Extract to read.
┄┄┄┄┄┄
In Dire Dawa, eastern Ethiopia, where flash flooding killed nearly 250 people in 2006, small dams are being built that will both hold back the floods and store rainwater for agriculture during droughts. Drought-tolerant maize varieties are also being developed by the African Agricultural Technology Foundation for farmers in Kenya, Uganda, Tanzania and South Africa.
Whether it is offering farmers information on weather patterns and ways to diversify away from unstable crops, or telling residents in urban coastal areas under threat from flooding where and with what materials to build their houses, information programmes should form a central part of any adaptation strategy.
The funding required to support adaptation in Africa has been estimated at up to $50bn per year, while the globally available resources are only about $3bn in total (not per year).
Targets for mitigation
In December, governments will meet in Copenhagen to agree a new global deal for tackling climate change. A failure to address the needs of Africa would be a disaster. The science is clear about the scale of the threat and what must be done to face it. What is missing is political will from the richest nations.
For African nations, the time has come to stand firm and fight for a fair deal with specific targets for both mitigation and adaptation. This May, climate change was the focus of major meetings of African finance ministers (in Kigali) and environment ministers (in Nairobi). The AU summit in July adopted a common African position for the next round of climate negotiations. The momentum needs to be maintained and resourced.
A new climate-change deal that makes sense for Africa, considering its vulnerability and tiny contribution to greenhouse-gas emissions, needs to include the following:?
• Financial resources for adaptation: The need to adapt is fundamental for Africa. Effective adaptation is underpinned by the availability of sufficient, secure and predictable financial resources that enable the people of Africa to adapt to climate change. Africa needs a global deal that ensures that adaptation moves forward and that specific targets and milestones are set.
• Mitigation: The ultimate solution to climate change is in reducing greenhouse-gas emissions, a responsibility that lies mostly with developed countries. Responsible countries must take on binding emissions targets.
┄┄┄┄┄┄
Provided information.
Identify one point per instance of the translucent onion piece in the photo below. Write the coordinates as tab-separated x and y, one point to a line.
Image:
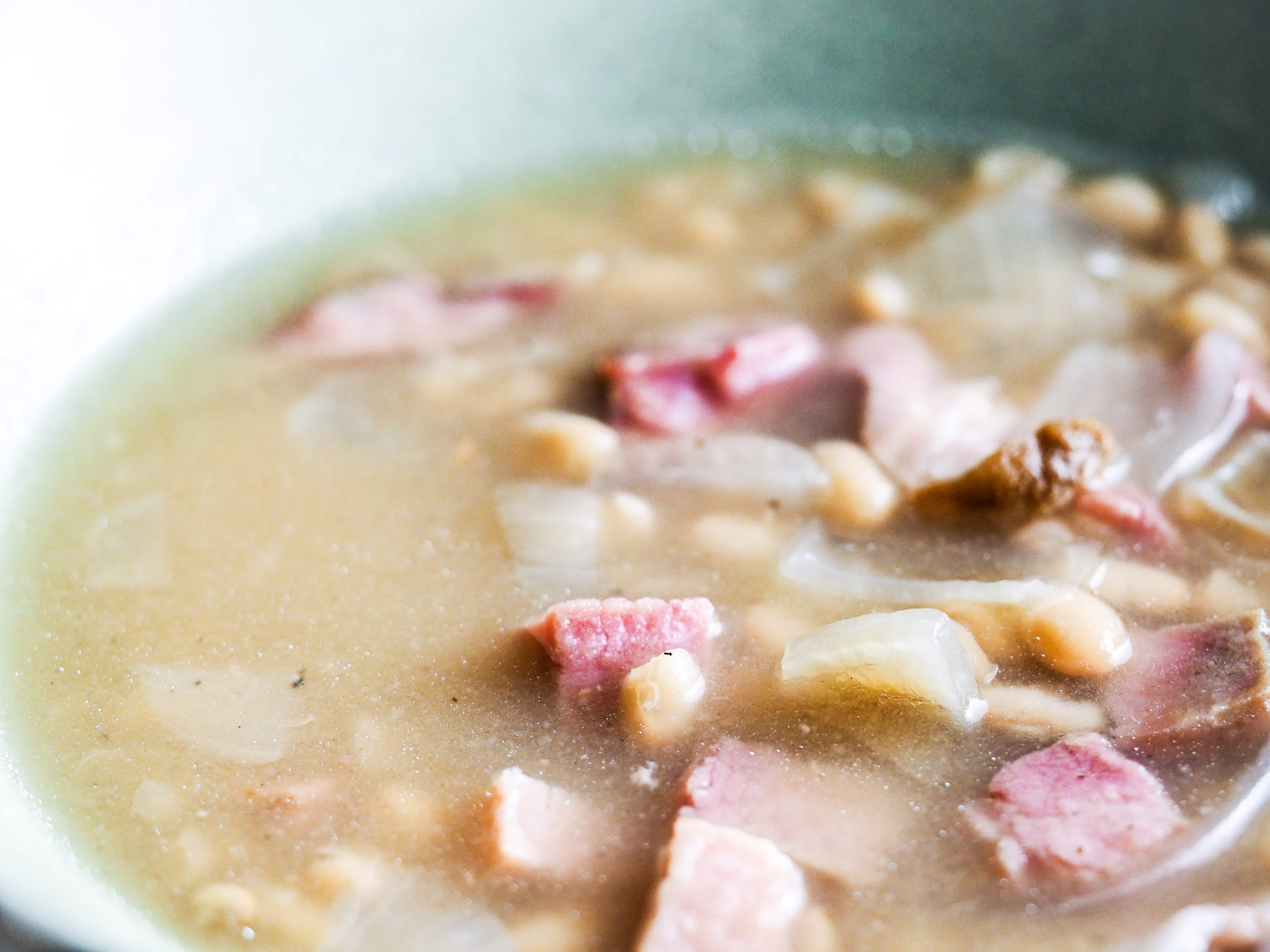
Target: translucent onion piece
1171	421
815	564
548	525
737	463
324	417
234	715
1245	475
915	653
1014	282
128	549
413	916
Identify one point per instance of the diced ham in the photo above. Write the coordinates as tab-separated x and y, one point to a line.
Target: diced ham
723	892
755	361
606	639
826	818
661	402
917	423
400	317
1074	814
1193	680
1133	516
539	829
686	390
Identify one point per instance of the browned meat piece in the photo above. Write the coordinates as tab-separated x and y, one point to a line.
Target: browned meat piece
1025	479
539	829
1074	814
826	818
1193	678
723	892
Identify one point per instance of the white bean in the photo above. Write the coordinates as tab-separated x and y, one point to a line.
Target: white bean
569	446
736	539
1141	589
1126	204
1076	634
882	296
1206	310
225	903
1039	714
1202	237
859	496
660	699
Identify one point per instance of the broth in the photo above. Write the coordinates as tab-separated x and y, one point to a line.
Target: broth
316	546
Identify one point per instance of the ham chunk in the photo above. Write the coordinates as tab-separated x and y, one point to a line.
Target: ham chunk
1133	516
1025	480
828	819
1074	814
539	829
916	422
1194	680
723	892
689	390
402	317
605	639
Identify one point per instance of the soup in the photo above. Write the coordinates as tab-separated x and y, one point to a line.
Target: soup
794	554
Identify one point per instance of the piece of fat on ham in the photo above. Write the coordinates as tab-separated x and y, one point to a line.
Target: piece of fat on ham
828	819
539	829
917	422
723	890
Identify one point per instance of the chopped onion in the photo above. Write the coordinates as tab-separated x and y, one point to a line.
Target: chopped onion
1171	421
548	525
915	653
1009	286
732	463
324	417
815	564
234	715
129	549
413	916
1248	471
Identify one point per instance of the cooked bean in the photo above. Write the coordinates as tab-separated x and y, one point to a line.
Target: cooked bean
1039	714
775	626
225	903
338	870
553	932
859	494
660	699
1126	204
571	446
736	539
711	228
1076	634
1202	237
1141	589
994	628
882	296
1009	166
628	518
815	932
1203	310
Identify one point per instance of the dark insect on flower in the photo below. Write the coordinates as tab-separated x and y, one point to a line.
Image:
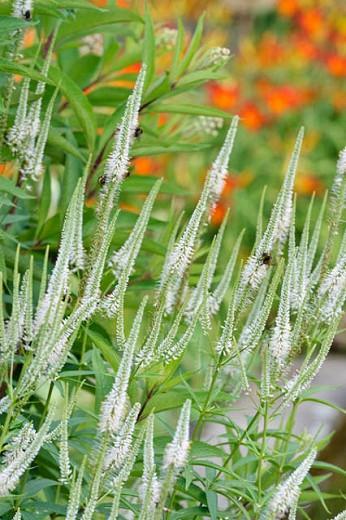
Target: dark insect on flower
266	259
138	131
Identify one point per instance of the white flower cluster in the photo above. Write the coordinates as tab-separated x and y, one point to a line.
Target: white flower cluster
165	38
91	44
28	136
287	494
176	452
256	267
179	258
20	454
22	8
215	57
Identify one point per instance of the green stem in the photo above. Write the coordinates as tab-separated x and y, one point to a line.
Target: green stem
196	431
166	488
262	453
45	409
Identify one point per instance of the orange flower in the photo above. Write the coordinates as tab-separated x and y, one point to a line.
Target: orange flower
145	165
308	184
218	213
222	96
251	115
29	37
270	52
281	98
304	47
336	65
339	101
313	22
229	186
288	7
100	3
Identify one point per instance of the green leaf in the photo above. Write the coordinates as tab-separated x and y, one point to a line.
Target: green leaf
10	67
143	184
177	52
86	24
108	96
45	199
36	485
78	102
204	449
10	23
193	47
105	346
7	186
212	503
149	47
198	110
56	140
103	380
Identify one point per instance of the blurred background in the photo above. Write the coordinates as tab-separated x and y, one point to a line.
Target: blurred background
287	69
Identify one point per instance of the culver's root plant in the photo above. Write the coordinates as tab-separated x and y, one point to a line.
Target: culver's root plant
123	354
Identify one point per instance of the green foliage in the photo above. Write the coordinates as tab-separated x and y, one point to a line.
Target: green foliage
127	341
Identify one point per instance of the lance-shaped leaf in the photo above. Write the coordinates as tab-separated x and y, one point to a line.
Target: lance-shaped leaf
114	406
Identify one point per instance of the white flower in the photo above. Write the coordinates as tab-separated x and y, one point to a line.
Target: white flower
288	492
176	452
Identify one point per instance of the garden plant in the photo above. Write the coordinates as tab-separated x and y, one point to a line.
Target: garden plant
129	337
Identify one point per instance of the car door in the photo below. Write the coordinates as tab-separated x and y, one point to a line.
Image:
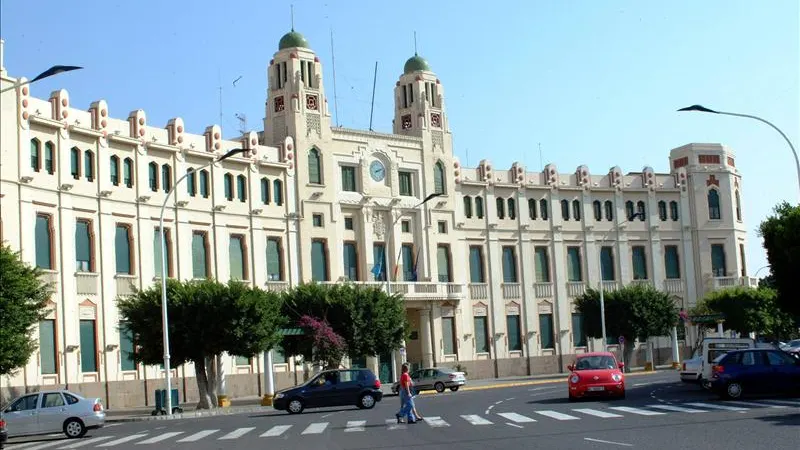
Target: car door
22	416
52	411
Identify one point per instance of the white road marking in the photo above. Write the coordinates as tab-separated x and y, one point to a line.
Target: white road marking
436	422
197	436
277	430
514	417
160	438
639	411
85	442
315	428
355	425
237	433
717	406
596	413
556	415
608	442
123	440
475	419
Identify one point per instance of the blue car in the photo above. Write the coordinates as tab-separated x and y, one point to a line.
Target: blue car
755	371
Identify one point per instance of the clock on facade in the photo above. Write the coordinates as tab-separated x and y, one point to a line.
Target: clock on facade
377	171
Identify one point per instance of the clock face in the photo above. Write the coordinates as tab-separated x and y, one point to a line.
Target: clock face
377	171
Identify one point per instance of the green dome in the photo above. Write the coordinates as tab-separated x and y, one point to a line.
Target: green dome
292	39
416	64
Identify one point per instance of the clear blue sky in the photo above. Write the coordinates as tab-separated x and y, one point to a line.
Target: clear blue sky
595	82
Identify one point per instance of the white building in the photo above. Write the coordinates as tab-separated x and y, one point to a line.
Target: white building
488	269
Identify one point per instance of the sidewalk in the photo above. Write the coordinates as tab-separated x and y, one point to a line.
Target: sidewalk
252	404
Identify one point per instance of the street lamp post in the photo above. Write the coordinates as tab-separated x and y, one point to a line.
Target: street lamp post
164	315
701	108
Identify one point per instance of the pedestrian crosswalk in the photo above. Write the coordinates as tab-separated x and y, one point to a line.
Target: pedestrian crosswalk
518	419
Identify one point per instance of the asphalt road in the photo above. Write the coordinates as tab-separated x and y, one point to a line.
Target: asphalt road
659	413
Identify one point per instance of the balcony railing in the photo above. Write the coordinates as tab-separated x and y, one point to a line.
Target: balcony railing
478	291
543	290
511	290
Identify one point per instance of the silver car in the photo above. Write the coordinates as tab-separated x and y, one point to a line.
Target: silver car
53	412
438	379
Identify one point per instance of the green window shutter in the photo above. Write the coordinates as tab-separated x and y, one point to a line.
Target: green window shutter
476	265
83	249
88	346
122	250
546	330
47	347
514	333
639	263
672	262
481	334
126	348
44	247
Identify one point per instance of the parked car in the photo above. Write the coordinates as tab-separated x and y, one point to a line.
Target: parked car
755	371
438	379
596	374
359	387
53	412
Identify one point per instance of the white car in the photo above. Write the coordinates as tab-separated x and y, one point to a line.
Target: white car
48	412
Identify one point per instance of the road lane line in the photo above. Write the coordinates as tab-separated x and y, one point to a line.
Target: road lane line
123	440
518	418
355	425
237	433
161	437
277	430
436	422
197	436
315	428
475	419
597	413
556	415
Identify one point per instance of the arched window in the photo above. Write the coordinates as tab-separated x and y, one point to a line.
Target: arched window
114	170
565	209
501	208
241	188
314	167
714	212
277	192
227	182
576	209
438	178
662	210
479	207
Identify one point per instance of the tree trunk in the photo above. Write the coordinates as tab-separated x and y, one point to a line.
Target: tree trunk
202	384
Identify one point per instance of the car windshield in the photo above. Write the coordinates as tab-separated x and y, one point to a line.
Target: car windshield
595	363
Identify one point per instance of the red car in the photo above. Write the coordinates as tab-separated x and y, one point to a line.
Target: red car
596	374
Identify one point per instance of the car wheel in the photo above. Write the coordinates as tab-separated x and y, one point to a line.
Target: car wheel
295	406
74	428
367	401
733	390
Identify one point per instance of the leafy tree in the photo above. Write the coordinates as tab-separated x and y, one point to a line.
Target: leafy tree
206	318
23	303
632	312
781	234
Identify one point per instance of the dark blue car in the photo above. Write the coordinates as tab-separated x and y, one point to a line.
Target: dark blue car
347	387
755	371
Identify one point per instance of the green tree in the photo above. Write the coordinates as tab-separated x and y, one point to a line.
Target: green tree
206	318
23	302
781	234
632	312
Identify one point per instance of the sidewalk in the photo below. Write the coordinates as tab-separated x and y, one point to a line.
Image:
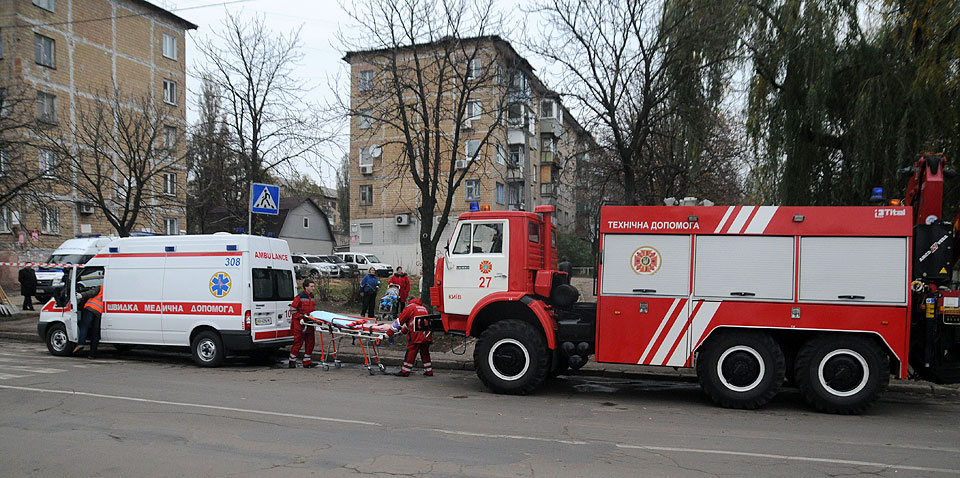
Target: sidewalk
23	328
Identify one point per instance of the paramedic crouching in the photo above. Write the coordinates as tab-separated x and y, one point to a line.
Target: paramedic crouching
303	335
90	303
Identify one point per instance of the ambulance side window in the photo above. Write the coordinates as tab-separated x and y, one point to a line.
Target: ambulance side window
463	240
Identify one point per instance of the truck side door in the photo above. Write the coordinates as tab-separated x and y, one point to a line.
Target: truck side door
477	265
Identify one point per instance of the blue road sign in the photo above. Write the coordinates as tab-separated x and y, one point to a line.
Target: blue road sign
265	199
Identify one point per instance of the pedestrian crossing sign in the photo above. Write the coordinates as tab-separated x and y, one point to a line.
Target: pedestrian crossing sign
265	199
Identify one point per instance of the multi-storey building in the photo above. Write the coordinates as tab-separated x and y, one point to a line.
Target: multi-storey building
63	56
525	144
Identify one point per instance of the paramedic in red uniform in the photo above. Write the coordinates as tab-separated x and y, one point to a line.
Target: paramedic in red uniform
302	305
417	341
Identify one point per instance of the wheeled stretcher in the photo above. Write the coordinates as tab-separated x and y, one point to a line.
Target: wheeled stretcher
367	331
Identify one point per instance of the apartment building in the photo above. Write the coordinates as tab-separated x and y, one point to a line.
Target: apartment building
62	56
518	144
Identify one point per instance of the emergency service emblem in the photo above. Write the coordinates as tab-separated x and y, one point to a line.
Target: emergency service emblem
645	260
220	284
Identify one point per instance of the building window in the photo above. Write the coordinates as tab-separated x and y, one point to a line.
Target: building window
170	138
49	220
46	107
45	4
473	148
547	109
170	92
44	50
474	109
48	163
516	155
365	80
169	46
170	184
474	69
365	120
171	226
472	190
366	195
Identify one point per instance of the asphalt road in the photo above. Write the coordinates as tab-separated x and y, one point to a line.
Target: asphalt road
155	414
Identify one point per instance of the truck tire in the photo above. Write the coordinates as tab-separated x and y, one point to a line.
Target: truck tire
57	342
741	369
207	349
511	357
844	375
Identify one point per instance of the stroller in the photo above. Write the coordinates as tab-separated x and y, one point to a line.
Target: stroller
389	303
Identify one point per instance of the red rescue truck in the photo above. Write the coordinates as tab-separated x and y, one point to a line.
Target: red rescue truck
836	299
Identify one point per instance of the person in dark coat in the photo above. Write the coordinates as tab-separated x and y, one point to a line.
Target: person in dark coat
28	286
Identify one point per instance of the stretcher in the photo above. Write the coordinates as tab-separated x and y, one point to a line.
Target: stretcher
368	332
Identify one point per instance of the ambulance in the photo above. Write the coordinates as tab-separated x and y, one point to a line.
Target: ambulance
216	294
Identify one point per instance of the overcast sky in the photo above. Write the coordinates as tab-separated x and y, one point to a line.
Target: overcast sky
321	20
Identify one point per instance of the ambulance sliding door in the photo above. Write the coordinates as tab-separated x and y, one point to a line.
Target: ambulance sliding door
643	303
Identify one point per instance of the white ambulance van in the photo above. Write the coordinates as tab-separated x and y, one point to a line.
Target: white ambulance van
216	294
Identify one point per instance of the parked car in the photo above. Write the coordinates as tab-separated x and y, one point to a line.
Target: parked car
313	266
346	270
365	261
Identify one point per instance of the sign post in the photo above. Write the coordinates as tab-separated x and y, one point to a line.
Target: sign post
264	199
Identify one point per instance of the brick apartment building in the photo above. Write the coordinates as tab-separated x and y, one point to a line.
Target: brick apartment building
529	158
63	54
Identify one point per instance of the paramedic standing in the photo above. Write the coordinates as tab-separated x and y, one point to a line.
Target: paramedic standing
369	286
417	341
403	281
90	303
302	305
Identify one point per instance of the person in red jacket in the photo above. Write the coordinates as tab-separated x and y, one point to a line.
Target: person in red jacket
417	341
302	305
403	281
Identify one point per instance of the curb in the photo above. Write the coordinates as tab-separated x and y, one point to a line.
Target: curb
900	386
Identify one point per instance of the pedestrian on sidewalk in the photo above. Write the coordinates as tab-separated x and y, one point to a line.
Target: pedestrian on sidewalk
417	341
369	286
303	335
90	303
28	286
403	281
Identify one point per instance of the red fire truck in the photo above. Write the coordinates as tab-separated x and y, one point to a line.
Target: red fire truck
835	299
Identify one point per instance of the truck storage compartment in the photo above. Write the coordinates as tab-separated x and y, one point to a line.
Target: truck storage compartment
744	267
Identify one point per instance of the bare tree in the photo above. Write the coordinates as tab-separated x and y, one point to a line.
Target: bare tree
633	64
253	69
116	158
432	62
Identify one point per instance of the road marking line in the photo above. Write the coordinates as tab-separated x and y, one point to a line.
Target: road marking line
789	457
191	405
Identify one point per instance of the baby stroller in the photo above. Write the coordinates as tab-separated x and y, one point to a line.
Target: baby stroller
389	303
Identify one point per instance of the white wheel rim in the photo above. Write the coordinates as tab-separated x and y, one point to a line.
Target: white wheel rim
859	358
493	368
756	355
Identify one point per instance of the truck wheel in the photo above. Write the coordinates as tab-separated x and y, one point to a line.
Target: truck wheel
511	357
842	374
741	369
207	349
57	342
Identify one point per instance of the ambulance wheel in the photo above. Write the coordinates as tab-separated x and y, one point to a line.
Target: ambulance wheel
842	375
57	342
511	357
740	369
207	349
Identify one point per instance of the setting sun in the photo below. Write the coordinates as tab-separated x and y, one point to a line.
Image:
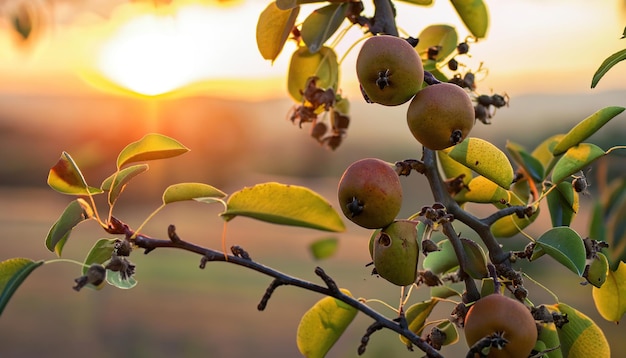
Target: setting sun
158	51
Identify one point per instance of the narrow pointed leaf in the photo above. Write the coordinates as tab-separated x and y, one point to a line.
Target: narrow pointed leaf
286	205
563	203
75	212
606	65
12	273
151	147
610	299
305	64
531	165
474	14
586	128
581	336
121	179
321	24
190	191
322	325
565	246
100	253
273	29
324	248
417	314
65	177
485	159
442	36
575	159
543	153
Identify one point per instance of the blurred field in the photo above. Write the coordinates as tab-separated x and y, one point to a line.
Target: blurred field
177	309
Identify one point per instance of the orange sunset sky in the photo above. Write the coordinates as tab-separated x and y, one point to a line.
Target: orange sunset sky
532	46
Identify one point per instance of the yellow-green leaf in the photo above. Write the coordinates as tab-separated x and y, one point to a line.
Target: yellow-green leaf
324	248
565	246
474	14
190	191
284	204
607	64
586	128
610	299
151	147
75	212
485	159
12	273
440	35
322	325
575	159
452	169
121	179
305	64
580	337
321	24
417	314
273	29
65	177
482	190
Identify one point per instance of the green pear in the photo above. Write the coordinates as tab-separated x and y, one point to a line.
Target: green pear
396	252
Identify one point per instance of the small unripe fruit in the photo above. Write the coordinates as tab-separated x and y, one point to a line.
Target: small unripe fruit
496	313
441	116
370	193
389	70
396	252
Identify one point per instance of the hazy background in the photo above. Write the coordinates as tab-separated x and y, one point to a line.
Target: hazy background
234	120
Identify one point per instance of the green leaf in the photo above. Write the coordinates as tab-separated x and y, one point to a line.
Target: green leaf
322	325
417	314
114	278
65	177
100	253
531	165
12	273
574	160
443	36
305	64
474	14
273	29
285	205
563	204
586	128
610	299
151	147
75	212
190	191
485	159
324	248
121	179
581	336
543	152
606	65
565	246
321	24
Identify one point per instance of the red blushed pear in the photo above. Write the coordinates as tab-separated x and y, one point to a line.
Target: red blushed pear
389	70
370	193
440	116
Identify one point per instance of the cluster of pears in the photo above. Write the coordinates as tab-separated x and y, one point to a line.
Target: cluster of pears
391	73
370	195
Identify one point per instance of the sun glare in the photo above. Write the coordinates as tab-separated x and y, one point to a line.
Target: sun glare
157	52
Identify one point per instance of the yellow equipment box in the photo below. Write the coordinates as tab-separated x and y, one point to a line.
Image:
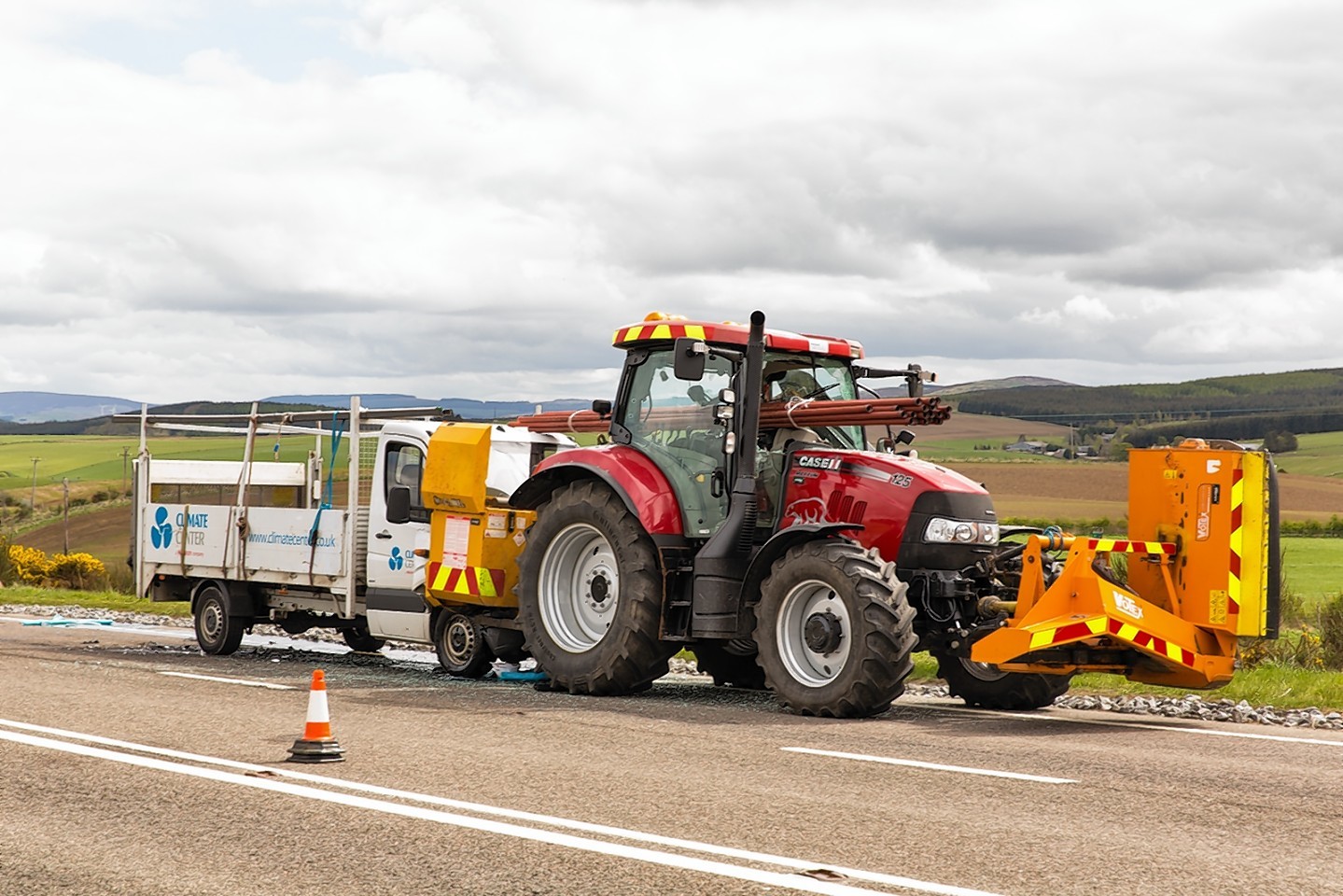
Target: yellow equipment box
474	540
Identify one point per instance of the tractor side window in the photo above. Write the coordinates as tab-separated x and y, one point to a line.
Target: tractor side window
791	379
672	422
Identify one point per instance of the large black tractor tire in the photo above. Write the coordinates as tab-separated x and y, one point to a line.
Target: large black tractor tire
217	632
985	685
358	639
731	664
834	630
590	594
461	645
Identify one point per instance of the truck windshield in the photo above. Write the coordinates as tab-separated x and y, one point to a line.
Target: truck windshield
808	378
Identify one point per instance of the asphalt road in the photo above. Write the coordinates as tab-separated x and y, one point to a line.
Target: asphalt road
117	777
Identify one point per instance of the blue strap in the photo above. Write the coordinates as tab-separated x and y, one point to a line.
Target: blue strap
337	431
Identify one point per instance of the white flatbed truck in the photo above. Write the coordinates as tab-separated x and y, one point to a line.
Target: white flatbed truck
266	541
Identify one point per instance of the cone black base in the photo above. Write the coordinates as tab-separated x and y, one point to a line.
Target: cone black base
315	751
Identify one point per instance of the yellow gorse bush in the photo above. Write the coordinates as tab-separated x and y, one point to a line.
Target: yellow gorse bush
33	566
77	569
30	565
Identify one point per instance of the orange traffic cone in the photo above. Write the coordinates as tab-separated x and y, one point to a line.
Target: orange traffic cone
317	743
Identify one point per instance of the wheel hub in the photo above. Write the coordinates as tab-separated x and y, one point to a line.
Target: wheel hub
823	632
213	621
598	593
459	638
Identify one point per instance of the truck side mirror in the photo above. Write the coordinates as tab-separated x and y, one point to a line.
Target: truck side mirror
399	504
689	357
┄┄┄┄┄┄
Tasks.
**A)** In the piece on climate change and Africa, how much funding per year has been estimated as needed to support adaptation in Africa?
**B)** Say whether each statement agrees with the piece on climate change and Africa, answering yes or no and quoting the deciding words: (i) Flash flooding in Dire Dawa killed nearly 250 people in 2006. (ii) A common African position for the next climate negotiations was adopted at an AU summit in May. (iii) The globally available resources for adaptation come to about $3bn per year.
**C)** Continue the piece on climate change and Africa from its last sentence.

Per-task answers.
**A)** Up to $50bn per year.

**B)**
(i) Yes: "where flash flooding killed nearly 250 people in 2006"
(ii) No: "The AU summit in July adopted a common African position for the next round of climate negotiations."
(iii) No: "the globally available resources are only about $3bn in total (not per year)"

**C)**
• A focus on development opportunities in Africa: Africa’s emissions are tiny on a global scale, but all emissions add to the burden of climate change, so a fair deal should promote Africa-specific investments that help Africa to reach a higher development level without increasing emissions. This requires technology transfer, research and development, capacity building and specific targets.
• Carbon markets: Africa needs to participate and benefit from the carbon market. Africa must demonstrate its unique selling points and opportunities that exist for investors as well as guaranteeing a supportive policy environment. The range of projects eligible under the CDM should be expanded, with the rules simplified.
Climate change threatens to exacerbate poverty in Africa in a catastrophic cycle that requires urgent attention. Any climate-related problems will be a challenge, but combined they threaten to derail entire economies and cripple the ecosystems upon which the majority of Africans depend for their livelihoods.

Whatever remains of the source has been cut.